──────── MATERIAL SUPPLIED ────────
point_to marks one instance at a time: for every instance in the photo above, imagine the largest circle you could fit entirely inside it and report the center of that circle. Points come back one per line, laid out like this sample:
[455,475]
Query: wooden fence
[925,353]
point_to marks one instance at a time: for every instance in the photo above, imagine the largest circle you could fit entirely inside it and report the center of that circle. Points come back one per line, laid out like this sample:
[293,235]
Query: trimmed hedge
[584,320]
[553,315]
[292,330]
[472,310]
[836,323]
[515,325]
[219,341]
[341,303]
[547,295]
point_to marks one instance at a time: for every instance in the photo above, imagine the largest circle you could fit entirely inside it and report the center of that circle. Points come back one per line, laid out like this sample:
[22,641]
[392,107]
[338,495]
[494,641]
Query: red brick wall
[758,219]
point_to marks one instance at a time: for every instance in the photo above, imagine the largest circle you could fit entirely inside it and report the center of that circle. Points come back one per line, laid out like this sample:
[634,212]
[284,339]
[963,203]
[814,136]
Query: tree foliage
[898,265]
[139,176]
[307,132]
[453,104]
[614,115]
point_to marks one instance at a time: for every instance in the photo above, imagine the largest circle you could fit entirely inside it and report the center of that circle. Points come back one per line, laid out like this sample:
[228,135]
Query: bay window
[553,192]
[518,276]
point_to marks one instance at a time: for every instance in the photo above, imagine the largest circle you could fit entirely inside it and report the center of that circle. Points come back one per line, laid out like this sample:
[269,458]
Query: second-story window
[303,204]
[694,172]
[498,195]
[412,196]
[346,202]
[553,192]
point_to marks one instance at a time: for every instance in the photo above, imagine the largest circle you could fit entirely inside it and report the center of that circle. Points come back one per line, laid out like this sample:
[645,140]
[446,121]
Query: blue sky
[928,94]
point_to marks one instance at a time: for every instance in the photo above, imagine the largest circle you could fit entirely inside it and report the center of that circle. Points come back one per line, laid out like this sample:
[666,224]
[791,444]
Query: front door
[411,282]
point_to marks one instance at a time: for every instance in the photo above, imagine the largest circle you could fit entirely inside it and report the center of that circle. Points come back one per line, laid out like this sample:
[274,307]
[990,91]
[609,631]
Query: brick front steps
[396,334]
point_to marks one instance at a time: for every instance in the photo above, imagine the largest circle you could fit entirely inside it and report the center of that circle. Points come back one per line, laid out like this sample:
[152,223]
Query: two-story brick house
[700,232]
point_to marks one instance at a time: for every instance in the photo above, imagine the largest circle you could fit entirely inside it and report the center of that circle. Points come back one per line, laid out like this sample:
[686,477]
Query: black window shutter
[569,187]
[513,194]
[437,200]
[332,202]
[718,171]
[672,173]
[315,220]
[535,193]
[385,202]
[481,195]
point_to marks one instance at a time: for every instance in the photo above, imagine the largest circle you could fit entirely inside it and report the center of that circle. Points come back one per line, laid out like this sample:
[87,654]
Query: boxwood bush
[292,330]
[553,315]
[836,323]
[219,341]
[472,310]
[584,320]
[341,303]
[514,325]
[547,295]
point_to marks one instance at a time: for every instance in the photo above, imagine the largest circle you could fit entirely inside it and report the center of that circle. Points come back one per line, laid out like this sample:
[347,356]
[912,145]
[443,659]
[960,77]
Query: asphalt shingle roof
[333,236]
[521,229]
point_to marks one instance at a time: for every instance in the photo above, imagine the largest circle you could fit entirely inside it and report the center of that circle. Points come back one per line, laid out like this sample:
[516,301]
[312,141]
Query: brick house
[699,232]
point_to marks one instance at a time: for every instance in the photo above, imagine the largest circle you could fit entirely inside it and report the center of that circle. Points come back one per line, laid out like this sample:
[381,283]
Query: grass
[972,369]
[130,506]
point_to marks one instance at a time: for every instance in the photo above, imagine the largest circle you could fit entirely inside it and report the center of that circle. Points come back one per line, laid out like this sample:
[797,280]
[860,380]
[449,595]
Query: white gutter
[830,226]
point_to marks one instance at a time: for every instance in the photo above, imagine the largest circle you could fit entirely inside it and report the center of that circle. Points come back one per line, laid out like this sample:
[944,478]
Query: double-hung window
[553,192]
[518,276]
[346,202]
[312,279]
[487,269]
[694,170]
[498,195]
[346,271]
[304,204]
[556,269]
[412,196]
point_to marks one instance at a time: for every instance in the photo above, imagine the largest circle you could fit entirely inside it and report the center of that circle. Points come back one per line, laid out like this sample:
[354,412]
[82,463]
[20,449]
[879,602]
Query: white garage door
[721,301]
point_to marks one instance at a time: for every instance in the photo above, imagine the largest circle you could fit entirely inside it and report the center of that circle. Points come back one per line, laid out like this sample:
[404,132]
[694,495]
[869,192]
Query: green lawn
────────
Reproduce every record, making sure each one stays exactly the same.

point_to marks one instance at a time: for every instance in the photo above, imagine the largest circle you could fit entirely inside it and report the center of that circle. Points come back one per line, laid out like this sample:
[455,475]
Query: wooden fence
[925,353]
point_to marks one instance at a time: for every instance in the photo above, imagine the largest circle you could fit entirely inside it and report the center of that circle. Points come back one per line, laid out like this sample:
[293,235]
Query: trimmed hedge
[584,320]
[553,315]
[292,330]
[472,310]
[836,323]
[515,325]
[219,341]
[341,303]
[547,295]
point_to marks one instance at a time: for every instance in the photo above, imagine the largest circle you could fit entirely inside it and report the center of that circle. Points come back one per line, laid out like this sample:
[22,641]
[392,107]
[338,495]
[494,641]
Query: red brick wall
[758,219]
point_to marks one instance at a time: for every instance in the photo above, imagine the largest circle you could fit entirely inside it and report the center of that circle. Points come back one per line, laid out like this sample:
[634,212]
[284,339]
[963,203]
[814,136]
Query: tree foliage
[898,265]
[139,176]
[307,132]
[453,104]
[614,115]
point_to marks one instance at a time: for every instance in the photo above, imagine the largest circle you could fit entirely inside it and report the center of that circle. Points come back one per line, laid out like this sample:
[228,135]
Query: bay window
[553,192]
[518,276]
point_to marks one instance at a time: for every instance in the photo above, imagine the largest circle you could fit entirely inside it and report the center of that circle. Points come back one per line, laid out like this sample:
[269,458]
Query: second-story window
[303,204]
[694,172]
[498,195]
[412,196]
[346,202]
[553,192]
point_to marks one instance at a time: for every instance in the photo above, imagine the largest circle you could fit entirely inside it and report the center of that circle. Points come back one per line, laid out like this sample:
[645,140]
[446,121]
Query: blue sky
[928,94]
point_to marks one instance at a time: for every instance in the photo above, imagine the largest circle you could fit entirely inside it and report the center of that circle. Points come back one per line, laid out like this sample:
[666,224]
[791,444]
Query: front door
[411,282]
point_to marks one instance at a time: for every instance in the photo above, imagine the largest circle you could fit entirely inside it and report the center of that circle. Points come back one per line, laid out like this sample:
[274,307]
[990,91]
[609,631]
Query: brick front steps
[396,334]
point_to marks one instance at a time: for every instance in the photo above, imagine the largest circle you could fit entirely inside it and report the center of that circle. Points come back one per line, laid out like this sample:
[152,223]
Query: two-story brick house
[700,232]
point_to marks one instance at a time: for every instance in the photo above, imagine the largest circle you could fit entirely inside it and report the center of that circle. Points come back one per line, laid out like this sample:
[686,477]
Query: black window shutter
[569,187]
[513,194]
[437,200]
[332,202]
[718,171]
[672,173]
[315,220]
[535,193]
[385,202]
[481,195]
point_to marks one instance at a time: for every instance in the photo above, imagine the largest circle you could fit entirely inside it and report the center of that circle. Points come back one per line, laid out like this sample:
[87,654]
Query: boxwood bush
[292,330]
[553,315]
[836,323]
[219,341]
[472,310]
[584,320]
[341,303]
[514,325]
[547,295]
point_to marks one instance at a time: for every instance in the photo above, imagine the largest circle you could fit entirely inside it and report the center of that circle. Points come back one per line, laid out like this sample:
[347,356]
[912,145]
[443,659]
[960,77]
Query: asphalt shingle roof
[333,236]
[521,229]
point_to marks one instance at a time: for every instance in the photo above, imagine the largest circle you could fit entirely inside it and report the center of that circle. Points come back one per line, laid out like this sample:
[516,301]
[312,141]
Query: brick house
[699,232]
point_to marks one instance at a time: for every instance in the photo above, imagine the largest circle you could fit entirely inside it and report the center of that circle. Points come back one per line, laid out like this sample:
[381,283]
Query: grass
[972,369]
[130,506]
point_to marks one instance at a time: for every instance in the photo above, imagine the largest circle you could fit entirely inside it and report the center of that circle. Points come back one per line, laid out like this sample:
[797,280]
[860,380]
[449,595]
Query: white gutter
[830,226]
point_to marks one instance at a time: for every instance in the photo above, imagine the largest circle you could fit entirely inside it and report the center of that circle. Points come back one per line, laid out like this sample:
[944,478]
Query: double-hung window
[553,192]
[518,276]
[346,202]
[312,279]
[487,269]
[694,170]
[498,195]
[346,271]
[304,204]
[556,269]
[412,196]
point_to marks one instance at a time: for every instance in the photo above, imagine the largest circle you could fit entirely inside it and report the center of that circle. Points come back one per line, laid out like this sample:
[354,412]
[82,463]
[20,449]
[879,602]
Query: white garage door
[721,301]
point_to marks one instance at a time: for every instance in the photo above, imagine the largest circle you could fit entirely inside it and report the center of that circle. Points come back one per line, laid out like this sample:
[404,132]
[694,495]
[869,192]
Query: green lawn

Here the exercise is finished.